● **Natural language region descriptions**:
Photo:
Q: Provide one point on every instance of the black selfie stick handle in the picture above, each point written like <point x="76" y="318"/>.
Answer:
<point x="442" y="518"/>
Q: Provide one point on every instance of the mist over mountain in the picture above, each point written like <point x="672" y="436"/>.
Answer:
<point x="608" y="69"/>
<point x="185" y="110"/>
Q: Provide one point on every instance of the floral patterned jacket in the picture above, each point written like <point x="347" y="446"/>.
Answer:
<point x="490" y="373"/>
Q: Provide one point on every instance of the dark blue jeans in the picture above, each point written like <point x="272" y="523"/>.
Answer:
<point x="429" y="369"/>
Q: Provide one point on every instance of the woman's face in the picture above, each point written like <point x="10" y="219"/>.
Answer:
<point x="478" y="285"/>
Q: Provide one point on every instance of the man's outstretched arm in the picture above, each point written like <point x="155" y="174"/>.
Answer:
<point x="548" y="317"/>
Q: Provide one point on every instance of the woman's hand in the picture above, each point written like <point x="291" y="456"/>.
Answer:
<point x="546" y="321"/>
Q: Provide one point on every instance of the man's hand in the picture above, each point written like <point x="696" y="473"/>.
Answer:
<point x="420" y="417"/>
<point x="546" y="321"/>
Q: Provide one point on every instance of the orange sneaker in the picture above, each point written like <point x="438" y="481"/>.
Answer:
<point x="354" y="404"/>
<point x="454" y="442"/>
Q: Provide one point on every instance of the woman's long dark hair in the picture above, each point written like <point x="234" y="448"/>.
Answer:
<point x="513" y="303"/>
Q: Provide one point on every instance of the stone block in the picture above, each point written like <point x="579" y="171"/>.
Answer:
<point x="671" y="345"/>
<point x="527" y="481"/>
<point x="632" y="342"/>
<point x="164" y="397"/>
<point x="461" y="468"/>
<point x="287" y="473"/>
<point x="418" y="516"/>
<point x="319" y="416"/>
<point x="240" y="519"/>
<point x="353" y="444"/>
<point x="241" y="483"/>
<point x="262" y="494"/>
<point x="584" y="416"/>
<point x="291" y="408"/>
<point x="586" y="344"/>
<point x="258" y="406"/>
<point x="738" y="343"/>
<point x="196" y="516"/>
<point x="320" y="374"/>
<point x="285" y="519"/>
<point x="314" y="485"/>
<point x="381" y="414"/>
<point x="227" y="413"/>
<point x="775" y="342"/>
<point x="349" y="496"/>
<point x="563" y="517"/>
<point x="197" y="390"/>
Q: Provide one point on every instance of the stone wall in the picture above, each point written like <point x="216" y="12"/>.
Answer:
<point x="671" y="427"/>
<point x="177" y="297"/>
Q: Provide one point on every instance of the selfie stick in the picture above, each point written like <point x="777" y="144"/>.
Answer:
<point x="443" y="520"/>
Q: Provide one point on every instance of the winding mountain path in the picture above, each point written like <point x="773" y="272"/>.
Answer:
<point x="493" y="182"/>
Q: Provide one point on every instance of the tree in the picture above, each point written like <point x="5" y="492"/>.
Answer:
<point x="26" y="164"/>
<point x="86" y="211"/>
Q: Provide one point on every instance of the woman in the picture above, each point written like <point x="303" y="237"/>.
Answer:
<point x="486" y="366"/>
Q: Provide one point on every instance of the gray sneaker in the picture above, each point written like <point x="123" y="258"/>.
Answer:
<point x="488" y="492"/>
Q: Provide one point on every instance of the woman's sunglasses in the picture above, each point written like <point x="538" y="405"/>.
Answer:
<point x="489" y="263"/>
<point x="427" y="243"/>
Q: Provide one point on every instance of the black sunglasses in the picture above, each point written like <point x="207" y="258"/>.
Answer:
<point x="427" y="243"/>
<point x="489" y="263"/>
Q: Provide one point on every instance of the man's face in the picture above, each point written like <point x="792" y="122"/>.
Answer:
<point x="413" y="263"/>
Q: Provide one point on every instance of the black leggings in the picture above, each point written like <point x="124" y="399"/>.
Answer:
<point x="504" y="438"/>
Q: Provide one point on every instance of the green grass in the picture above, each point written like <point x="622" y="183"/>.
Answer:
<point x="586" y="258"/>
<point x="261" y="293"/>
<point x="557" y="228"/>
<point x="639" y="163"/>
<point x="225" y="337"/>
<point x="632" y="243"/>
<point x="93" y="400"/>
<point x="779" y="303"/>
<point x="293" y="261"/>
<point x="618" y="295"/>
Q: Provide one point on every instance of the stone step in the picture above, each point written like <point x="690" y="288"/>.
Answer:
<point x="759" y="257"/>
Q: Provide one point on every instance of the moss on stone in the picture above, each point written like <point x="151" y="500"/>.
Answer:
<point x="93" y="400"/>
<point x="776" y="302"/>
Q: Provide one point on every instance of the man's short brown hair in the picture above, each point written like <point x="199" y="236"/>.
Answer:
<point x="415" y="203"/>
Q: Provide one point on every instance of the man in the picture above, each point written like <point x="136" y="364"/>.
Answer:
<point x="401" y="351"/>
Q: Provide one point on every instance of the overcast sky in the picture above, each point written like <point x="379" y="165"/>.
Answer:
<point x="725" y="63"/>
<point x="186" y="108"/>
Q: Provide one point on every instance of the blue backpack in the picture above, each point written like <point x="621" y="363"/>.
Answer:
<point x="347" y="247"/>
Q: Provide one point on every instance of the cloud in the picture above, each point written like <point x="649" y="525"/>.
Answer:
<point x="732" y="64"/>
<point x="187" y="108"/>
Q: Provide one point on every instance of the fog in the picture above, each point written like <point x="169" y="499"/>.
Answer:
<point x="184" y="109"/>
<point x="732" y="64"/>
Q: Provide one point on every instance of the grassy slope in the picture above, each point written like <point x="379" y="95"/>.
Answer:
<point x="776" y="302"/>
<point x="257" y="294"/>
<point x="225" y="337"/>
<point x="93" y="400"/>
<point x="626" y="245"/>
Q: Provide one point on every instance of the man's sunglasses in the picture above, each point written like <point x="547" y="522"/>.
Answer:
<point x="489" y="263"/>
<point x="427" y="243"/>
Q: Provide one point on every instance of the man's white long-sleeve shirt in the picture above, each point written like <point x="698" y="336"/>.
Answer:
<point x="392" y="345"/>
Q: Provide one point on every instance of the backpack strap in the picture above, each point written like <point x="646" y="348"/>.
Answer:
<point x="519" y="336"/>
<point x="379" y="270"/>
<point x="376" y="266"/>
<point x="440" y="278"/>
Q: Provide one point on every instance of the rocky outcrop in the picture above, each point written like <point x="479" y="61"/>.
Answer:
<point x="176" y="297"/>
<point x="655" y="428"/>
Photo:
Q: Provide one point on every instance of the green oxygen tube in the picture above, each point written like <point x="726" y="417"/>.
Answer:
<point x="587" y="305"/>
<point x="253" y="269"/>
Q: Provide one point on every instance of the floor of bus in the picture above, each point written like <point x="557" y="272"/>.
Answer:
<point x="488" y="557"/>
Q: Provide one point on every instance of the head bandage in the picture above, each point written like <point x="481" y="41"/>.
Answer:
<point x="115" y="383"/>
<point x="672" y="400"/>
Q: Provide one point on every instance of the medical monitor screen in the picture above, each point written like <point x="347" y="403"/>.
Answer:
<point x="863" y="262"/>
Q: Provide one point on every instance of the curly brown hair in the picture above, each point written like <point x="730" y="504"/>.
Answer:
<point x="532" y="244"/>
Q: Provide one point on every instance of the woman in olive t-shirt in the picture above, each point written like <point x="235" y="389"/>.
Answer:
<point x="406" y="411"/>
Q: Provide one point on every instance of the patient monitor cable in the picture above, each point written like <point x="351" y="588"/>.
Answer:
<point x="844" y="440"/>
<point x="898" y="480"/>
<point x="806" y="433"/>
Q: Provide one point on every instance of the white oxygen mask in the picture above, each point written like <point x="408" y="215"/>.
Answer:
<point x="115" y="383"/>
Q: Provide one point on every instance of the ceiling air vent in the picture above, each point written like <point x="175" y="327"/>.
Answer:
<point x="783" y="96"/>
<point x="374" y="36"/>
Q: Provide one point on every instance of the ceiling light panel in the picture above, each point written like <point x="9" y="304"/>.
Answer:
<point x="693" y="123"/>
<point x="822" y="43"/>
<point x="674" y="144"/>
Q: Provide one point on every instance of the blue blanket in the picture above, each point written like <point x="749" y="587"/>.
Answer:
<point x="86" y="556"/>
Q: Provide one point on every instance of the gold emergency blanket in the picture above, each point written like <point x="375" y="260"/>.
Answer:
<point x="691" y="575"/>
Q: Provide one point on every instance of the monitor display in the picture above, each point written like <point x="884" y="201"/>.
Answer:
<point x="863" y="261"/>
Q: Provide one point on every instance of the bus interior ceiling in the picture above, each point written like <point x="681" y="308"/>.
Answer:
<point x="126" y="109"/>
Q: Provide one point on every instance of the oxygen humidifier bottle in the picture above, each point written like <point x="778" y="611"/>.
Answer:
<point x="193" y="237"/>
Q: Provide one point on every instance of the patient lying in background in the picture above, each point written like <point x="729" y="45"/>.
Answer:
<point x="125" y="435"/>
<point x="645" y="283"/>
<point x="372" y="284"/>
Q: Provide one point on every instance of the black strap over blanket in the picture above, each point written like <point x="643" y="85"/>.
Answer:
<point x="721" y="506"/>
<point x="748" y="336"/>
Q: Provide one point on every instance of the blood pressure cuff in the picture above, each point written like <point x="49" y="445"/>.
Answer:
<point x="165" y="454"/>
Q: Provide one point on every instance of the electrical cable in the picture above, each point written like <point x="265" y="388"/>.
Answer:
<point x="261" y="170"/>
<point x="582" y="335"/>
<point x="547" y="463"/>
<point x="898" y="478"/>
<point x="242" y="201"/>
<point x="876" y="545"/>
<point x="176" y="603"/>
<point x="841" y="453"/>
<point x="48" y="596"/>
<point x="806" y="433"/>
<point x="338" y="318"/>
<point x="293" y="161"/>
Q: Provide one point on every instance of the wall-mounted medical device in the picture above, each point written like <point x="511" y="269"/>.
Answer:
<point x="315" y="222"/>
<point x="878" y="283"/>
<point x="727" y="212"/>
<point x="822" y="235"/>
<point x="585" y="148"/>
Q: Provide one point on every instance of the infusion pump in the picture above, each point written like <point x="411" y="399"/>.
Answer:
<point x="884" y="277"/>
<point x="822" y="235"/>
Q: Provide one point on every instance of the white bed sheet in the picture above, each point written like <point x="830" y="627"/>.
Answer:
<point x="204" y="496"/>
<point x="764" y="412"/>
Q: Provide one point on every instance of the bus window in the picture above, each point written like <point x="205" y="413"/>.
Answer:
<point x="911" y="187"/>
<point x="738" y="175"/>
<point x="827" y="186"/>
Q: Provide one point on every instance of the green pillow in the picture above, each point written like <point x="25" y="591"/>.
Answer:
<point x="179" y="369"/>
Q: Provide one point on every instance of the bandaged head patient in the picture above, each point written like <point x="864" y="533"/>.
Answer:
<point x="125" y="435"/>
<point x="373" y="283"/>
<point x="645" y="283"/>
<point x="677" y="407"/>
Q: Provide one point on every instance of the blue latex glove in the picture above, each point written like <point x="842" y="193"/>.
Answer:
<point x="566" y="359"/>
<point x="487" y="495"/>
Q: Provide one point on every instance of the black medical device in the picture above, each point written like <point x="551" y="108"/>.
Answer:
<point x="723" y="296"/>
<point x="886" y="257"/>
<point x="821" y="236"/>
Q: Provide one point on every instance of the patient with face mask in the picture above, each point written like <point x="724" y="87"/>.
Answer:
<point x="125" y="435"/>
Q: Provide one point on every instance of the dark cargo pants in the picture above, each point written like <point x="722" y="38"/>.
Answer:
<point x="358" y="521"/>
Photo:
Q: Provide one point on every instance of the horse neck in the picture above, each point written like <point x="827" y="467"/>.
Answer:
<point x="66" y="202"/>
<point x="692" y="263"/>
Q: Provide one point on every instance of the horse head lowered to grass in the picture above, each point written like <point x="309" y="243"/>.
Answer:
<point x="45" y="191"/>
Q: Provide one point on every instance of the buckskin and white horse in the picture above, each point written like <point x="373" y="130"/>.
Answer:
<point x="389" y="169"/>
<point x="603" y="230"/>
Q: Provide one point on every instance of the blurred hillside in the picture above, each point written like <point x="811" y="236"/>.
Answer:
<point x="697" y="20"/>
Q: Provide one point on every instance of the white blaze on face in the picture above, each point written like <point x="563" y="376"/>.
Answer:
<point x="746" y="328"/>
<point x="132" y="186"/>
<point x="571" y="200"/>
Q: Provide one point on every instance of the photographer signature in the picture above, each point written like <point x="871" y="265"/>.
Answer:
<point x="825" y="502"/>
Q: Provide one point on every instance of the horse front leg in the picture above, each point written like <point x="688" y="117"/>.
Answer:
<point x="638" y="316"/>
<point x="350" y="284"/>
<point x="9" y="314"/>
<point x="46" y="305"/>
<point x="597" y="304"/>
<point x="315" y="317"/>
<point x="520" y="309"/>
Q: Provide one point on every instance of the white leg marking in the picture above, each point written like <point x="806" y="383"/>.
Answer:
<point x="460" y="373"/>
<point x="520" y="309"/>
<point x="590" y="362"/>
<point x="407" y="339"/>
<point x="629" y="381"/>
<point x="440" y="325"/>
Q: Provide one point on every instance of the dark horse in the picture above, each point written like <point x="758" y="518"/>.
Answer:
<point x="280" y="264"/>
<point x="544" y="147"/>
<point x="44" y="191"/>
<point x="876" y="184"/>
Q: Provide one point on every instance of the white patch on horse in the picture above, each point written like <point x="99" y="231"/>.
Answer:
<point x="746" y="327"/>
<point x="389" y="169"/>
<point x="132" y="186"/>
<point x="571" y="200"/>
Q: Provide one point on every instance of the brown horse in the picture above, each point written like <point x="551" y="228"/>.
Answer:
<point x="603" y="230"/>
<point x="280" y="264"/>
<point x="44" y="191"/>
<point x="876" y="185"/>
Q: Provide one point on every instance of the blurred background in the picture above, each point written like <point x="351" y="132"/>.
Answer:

● **EXERCISE DESCRIPTION**: What is the number of lines in the data that hold the word "stick"? Reply with that number and nothing else.

● **SOLUTION TO THIS PROBLEM**: 2